**EXTRAIT FOURNI:**
Contrairement aux idées reçues, la science expérimentale s’appuie énormément sur la tradition : on ne refait pas toutes les expériences déjà faites, on part de ce qui a été fait, sans tout vérifier.
Si l’on veut atteindre la spécificité de la croyance religieuse, il faut aller voir du côté de son contenu métaphysique : voilà ce qui la spécifie !
La croyance religieuse porte sur un divin, un au-delà, une nature spirituelle de l’homme, et par là elle s’oppose à la croyance matérialiste, qui pense qu’il n’y a pas de divin, ni d’âme immortelle.
Le plus souvent, les croyances religieuses entraînent aussi des prescriptions morales particulières, peu ou prou rattachées à un culte. Ce qui colore et spécifie la morale, pour ne pas dire la moralité des croyants.
La foi en l’existence de Dieu juge induit une conscience morale possiblement obsessionnelle :
Cf. Hugo : L’œil était dans la tombe et regardait Caïn
La foi en Dieu créateur de l’homme à son image induit un respect inconditionnel de la personne de sa conception à sa mort (identification de l’avortement et de l’euthanasie au meurtre)
I-3 ce qui fait difficulté dans la croyance
Ce qui fait difficulté aujourd’hui, ou encore ce qui fait difficulté à partir de la manière dont on pose la question ce soir, ce ne semble pas être ce contenu métaphysique de la croyance religieuse. Au fond, chacun peut avoir une expérience spirituelle qui le convainc de la spiritualité de son âme, et le conduit à envisager un au-delà, l’existence d’un être supra-mondain et divin, voire sa propre immortalité… ou bien à envisager une autre représentation du monde de type plus immanentiste (Spinoza, hindouisme, etc.).
Ce qui fait difficulté aujourd’hui, c’est davantage l’appartenance, la collectivité, et la soumission au critère de la tradition.
Autrement dit, la difficulté est typiquement moderne et le produit de la modernité.
– Ce qui fait difficulté dans l’appartenance, c’est le risque de se perdre, de perdre même son âme justement, dans une idéologie, un embrigadement, un collectivisme, une confusion du religieux et du politique, et à la fin, une exaspération de la violence.
D’où vient l’exaspération de la violence ?
De la prétention à l’universalisme, issue du monothéisme, et transmise aux succédanés des religions, comme les totalitarismes (Sloterdijk, La folie de Dieu).
De la difficulté intrinsèque à tout homme, à toute spiritualité, de trouver l’équilibre entre courage d’être soi-même et courage d’être participant (Tillich, Le courage d’être).
– Ce qui fait difficulté avec le critère de transmission, c’est la soumission aveugle à un critère extrinsèque à la vérité, extrinsèque tout au moins à la raison.
Voir Kant, Réponse à la question : qu’est-ce que les Lumières ?
« Les Lumières se définissent comme la sortie de l’homme hors de l’état de minorité, où il se maintient par sa propre faute. La minorité est l’incapacité de se servir de son entendement sans être dirigé par un autre. Elle est due à notre propre faute quand elle résulte, non pas d’un manque d’entendement, mais d’un manque de résolution et de courage pour s’en servir sans être dirigé par un autre. Sapere aude ! Aie le courage de te servir de ton propre entendement ! Voilà la devise des Lumières ! »

**CONSIGNES DE TRAVAIL:**
• A. Répondez aux questions suivantes à partir de l'extrait sur la croyance religieuse.
(i) Sur quoi la science expérimentale s'appuie-t-elle énormément, contrairement aux idées reçues ?
(ii) Quel ouvrage de Tillich est cité ?
(iii) Quelle est la devise des Lumières d'après la citation de Kant ?
• B. Transcrivez sans rien modifier le passage de l'extrait sur la croyance religieuse qui commence aux mots « La croyance religieuse porte » et s'arrête après les mots « l’euthanasie au meurtre) ».

**DONNÉES FOURNIES:**

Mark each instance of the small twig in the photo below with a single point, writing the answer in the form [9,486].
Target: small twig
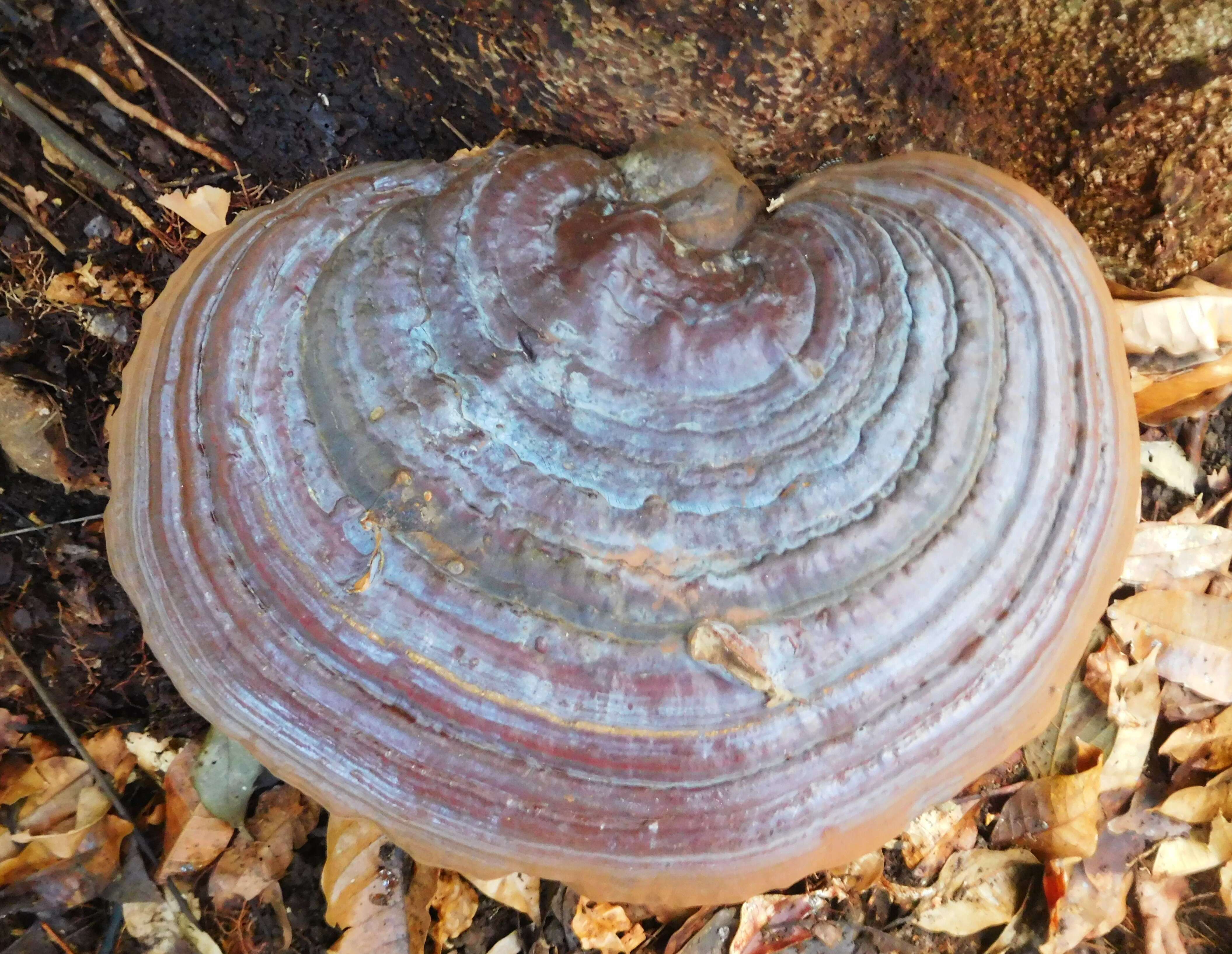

**CORRIGÉ DE L'EXERCICE:**
• A.
(i) Sur la tradition.
(ii) Le courage d'être.
(iii) « Sapere aude ! Aie le courage de te servir de ton propre entendement ! »

• B.
La croyance religieuse porte sur un divin, un au-delà, une nature spirituelle de l’homme, et par là elle s’oppose à la croyance matérialiste, qui pense qu’il n’y a pas de divin, ni d’âme immortelle.
Le plus souvent, les croyances religieuses entraînent aussi des prescriptions morales particulières, peu ou prou rattachées à un culte. Ce qui colore et spécifie la morale, pour ne pas dire la moralité des croyants.
La foi en l’existence de Dieu juge induit une conscience morale possiblement obsessionnelle :
Cf. Hugo : L’œil était dans la tombe et regardait Caïn
La foi en Dieu créateur de l’homme à son image induit un respect inconditionnel de la personne de sa conception à sa mort (identification de l’avortement et de l’euthanasie au meurtre)